■ Work required: Rewrite the part of the data that starts with the line containing "of the leafy" and runs through the end of the data, keeping every line and adding 109 to each x and y coordinate.

____ Supplied data

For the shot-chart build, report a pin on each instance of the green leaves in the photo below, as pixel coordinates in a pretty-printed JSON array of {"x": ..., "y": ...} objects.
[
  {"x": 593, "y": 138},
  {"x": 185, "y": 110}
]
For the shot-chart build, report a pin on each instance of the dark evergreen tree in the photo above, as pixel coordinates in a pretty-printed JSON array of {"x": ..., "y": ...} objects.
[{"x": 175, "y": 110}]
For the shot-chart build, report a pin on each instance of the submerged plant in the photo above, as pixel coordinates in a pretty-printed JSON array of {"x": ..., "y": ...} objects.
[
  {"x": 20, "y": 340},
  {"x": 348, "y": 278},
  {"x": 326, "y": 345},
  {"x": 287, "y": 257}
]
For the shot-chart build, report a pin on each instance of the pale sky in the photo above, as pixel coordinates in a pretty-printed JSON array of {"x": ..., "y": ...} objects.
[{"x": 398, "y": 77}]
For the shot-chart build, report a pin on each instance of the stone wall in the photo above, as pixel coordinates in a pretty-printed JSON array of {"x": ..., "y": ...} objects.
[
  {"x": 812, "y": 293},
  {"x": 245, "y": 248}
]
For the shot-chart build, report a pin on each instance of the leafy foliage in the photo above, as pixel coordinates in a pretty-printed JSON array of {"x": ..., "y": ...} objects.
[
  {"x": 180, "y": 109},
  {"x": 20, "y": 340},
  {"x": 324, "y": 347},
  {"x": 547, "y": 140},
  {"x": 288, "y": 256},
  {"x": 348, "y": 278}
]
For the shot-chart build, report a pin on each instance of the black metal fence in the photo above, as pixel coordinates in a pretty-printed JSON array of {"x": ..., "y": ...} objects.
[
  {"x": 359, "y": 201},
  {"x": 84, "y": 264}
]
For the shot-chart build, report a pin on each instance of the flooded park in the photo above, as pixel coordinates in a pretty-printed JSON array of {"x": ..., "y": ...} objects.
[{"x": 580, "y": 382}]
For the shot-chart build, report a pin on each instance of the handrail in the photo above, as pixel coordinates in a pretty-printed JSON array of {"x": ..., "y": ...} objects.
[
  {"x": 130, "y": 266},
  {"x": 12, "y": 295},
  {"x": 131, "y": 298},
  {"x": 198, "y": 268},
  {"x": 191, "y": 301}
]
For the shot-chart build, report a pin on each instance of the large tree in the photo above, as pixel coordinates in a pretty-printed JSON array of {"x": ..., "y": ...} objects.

________

■ Response to the exercise:
For the shot-chart build, report a pin on each instance of the leafy foliage in the photo above, as pixel coordinates in a pretty-printed JSON array of {"x": ..., "y": ...} objects.
[
  {"x": 289, "y": 218},
  {"x": 129, "y": 449},
  {"x": 433, "y": 456},
  {"x": 656, "y": 249},
  {"x": 397, "y": 365},
  {"x": 457, "y": 387}
]
For the shot-chart build, report a pin on each instance of the black metal fence in the photo above, as pixel coordinates in a pretty-printed JSON array of {"x": ..., "y": ...} objects.
[
  {"x": 468, "y": 310},
  {"x": 193, "y": 373}
]
For the shot-chart build, report a pin on each instance of the flooded park in the photo above, as pixel coordinates in a pretty-printed JSON array of {"x": ..., "y": ...} objects.
[{"x": 689, "y": 491}]
For the shot-chart build, report a pin on each instance of the handrail in the photo above, as pixel coordinates in a pretty-printed JSON array of {"x": ..., "y": ...} objects.
[
  {"x": 239, "y": 375},
  {"x": 121, "y": 404},
  {"x": 240, "y": 407},
  {"x": 307, "y": 377},
  {"x": 300, "y": 410}
]
For the shot-chart build, report a pin on each instance of the large tree in the photo above, as pixel coordinates in a pretty-printed JSON array of {"x": ..., "y": ...} objects.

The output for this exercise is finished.